RobotLocomotion / drake

Model-based design and verification for robotics.
https://drake.mit.edu
Other
3.25k stars 1.26k forks source link

[render_vtk] Unit test failure on Mac Ventura M1 #19424

Open jwnimmer-tri opened 1 year ago

jwnimmer-tri commented 1 year ago

Part of #18327. For prior art see #17566.

We're not sure if this is our buggy code, or buggy graphics driver stack, or buggy CI hardware, or etc.

For now, I'm going to nerf the test to get CI passing.


[ RUN      ] RenderEngineVtkTest.BoxTest
geometry/render_vtk/test/internal_render_engine_vtk_test.cc:328: Failure
Value of: CompareColor(expected_outlier_color_, color, screen_coord)
  Actual: false (Expected: (0, 0, 0, 255) at (10, 10), tested: (254, 127, 0, 255) with tolerance: 1.0009999999999999)
Expected: true
Color at: (10, 10) for test: Box test - diffuse color
geometry/render_vtk/test/internal_render_engine_vtk_test.cc:331: Failure
Value of: IsExpectedDepth(depth, screen_coord, expected_outlier_depth_, kDepthTolerance)
  Actual: false (Expected depth at (10, 10) to be 3. Found inf. Difference inf is greater than tolerance 0.0010000000474974513)
Expected: true
Depth at: (10, 10) for test: Box test - diffuse color
geometry/render_vtk/test/internal_render_engine_vtk_test.cc:333: Failure
Expected equality of these values:
  label.at(x, y)[0]
    Which is: 32766
  expected_outlier_label_
    Which is: 32764
Label at: (10, 10) for test: Box test - diffuse color
geometry/render_vtk/test/internal_render_engine_vtk_test.cc:328: Failure
Value of: CompareColor(expected_outlier_color_, color, screen_coord)
  Actual: false (Expected: (0, 0, 0, 255) at (10, 469), tested: (254, 127, 0, 255) with tolerance: 1.0009999999999999)
Expected: true
Color at: (10, 469) for test: Box test - diffuse color
geometry/render_vtk/test/internal_render_engine_vtk_test.cc:331: Failure
Value of: IsExpectedDepth(depth, screen_coord, expected_outlier_depth_, kDepthTolerance)
  Actual: false (Expected depth at (10, 469) to be 3. Found inf. Difference inf is greater than tolerance 0.0010000000474974513)
Expected: true
Depth at: (10, 469) for test: Box test - diffuse color
geometry/render_vtk/test/internal_render_engine_vtk_test.cc:333: Failure
Expected equality of these values:
  label.at(x, y)[0]
    Which is: 32766
  expected_outlier_label_
    Which is: 32764
Label at: (10, 469) for test: Box test - diffuse color
[  FAILED  ] RenderEngineVtkTest.BoxTest (3880 ms)

☆ ☆ ☆ ☆

Your tasks ->
- 1) In the issue about the render_vtk unit test failure on Mac Ventura M1, what does the issue author say will be done for now to get CI passing?
- 2) Carry on the render_vtk unit test failure issue from its last line.

Natural-language object grounding data ->
☆ ☆ ☆ ☆

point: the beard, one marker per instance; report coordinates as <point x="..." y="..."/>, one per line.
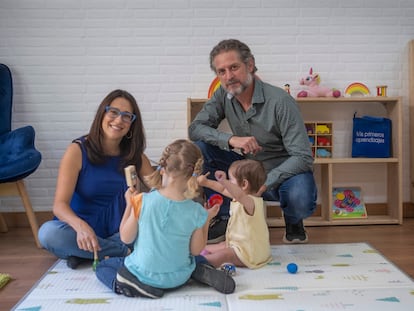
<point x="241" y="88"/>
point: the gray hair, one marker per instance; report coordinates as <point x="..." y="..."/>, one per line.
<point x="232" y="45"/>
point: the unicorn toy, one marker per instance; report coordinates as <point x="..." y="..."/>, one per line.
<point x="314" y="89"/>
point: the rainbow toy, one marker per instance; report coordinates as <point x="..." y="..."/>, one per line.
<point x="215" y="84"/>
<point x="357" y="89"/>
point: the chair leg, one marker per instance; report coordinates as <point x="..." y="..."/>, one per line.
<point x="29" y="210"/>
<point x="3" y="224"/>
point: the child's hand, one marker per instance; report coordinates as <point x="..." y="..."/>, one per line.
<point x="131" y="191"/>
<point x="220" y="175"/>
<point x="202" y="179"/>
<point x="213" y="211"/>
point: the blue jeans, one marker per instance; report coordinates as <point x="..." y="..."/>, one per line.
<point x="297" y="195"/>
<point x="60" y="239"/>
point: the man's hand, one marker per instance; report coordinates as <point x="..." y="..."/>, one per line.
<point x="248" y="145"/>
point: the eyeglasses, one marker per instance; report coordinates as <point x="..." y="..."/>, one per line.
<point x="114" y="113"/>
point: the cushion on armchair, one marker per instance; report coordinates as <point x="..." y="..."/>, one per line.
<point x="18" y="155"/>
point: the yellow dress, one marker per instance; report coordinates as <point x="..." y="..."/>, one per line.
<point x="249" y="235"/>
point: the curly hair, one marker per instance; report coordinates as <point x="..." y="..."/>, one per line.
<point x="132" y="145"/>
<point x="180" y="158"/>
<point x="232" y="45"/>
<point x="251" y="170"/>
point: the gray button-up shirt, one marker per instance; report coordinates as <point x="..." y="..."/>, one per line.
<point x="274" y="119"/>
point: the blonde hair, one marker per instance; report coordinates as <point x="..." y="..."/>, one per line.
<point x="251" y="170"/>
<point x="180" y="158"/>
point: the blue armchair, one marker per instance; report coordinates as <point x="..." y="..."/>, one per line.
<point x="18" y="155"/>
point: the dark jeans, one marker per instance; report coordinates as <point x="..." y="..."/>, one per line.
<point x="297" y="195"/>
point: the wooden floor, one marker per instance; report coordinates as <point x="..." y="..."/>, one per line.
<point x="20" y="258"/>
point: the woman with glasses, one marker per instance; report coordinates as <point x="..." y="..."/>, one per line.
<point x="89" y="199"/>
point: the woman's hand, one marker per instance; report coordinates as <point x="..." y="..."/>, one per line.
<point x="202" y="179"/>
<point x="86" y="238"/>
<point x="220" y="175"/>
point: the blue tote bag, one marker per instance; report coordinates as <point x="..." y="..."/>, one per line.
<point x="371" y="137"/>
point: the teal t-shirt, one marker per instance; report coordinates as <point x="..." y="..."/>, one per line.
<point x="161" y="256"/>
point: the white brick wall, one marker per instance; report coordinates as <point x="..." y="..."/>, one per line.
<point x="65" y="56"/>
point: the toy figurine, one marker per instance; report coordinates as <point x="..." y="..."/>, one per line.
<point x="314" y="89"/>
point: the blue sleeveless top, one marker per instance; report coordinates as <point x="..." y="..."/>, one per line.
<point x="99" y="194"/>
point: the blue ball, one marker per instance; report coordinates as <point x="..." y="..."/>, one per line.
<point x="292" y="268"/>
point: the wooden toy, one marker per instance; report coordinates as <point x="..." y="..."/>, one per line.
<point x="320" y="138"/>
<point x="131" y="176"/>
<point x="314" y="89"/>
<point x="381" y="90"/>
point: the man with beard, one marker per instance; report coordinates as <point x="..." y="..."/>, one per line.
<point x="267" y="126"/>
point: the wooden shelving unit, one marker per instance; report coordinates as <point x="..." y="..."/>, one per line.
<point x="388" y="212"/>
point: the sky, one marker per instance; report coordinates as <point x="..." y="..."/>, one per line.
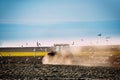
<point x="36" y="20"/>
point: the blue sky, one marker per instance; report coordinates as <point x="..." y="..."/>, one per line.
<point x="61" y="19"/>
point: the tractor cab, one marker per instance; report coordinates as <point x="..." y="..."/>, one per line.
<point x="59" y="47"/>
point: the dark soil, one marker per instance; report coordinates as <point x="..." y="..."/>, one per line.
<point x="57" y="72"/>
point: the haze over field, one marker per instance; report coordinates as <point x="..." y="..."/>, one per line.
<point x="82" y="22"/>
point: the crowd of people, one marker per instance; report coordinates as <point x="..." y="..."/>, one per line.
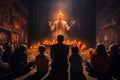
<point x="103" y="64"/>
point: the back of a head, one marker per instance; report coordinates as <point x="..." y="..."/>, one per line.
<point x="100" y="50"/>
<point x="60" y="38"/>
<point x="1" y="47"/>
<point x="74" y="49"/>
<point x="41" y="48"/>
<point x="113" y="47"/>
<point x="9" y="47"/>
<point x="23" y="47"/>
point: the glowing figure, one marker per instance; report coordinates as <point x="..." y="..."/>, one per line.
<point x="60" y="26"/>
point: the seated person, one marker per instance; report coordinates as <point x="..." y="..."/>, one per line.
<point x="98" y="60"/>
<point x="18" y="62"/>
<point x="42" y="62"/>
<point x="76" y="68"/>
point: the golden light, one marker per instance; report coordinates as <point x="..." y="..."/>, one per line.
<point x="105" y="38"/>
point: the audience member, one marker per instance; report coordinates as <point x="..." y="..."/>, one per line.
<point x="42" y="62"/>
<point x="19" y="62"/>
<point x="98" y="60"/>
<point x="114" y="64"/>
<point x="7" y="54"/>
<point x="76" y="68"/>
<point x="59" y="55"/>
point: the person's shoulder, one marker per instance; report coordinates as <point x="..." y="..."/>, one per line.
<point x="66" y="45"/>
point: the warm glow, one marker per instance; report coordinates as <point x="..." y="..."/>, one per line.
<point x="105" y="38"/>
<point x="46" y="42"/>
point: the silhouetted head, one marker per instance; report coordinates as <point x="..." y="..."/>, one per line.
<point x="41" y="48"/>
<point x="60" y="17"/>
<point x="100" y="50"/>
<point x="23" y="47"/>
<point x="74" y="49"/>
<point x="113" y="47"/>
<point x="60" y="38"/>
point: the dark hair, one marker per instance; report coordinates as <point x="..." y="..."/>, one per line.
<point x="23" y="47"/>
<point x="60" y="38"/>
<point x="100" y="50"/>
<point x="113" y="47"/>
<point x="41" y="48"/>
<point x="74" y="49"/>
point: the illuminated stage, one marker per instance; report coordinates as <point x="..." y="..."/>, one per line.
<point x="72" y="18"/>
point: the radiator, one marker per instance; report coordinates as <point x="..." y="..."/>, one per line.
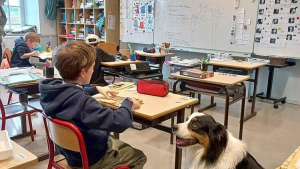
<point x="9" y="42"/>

☆ ☆ ☆ ☆

Exercise results ->
- 1) The test will be nerfed.

- 2)
EricCousineau-TRI commented 1 year ago

Assigning Zach for triage / delegation per component lead chart

jwnimmer-tri commented 1 year ago

Since we're not sure if this is a broken CI machine or not, I'll change the assignment to @svenevs for the moment, and move this to the project board. I don't think it'll be urgent.

svenevs commented 1 year ago

f2f note: when trying to bisect vtk:

svenevs commented 1 year ago

while debugging the tests, dump images to disk, example:

bindings/pydrake/visualization/test/video_test.py:        filename = os.environ["TEST_UNDECLARED_OUTPUTS_DIR"] + "/color.gif"
jwnimmer-tri commented 1 year ago

I should clarify the goal here.

The first call to action is to characterize what's happening. Are the test failures minor (akin to a tolerancing issue), or do they indicate major problems? In case the errors in are image-comparison test cases, we could dump the images to disk and visually compare them to try to get a sense of what's going wrong. Are the test failures reproducible locally vs only in CI? Are the failures dependent on the order that test cases are run in, or which cases are enabled/disabled?

Once we have that kind of information, we can decide how much more effort to invest in trying to fix it.

jwnimmer-tri commented 6 months ago

FYI I'm elevating the priority of this, since we're going to lose our x86 macOS CI coverage soon.

svenevs commented 6 months ago

https://github.com/RobotLocomotion/drake-ci/blob/5f0457c43e881caf610981b5e6854c78e1bea300/ctest_driver_script_wrapper.bash#L40-L46

This may very well be the root cause of the problem. If you deploy a VM and ScreenShare in, the tests all pass, same as being on a non-virtualized m1.

$ man arch
...
The arch_name argument must be one of the currently supported
     architectures:
           i386     32-bit intel
           x86_64   64-bit intel
           x86_64h  64-bit intel (haswell)
           arm64    64-bit arm
           arm64e   64-bit arm (Apple Silicon)

When nightlies are done / I can run tests via jenkins again, plan is to try arm64e. This one is certainly very peculiar. It does seem like the orka3 update improved the results on #20522, 2/2 tests fail on the same location. Will push something up to see if it repeats, but we may want to consider restoring an intermediate solution (only filter out the known-failing tests).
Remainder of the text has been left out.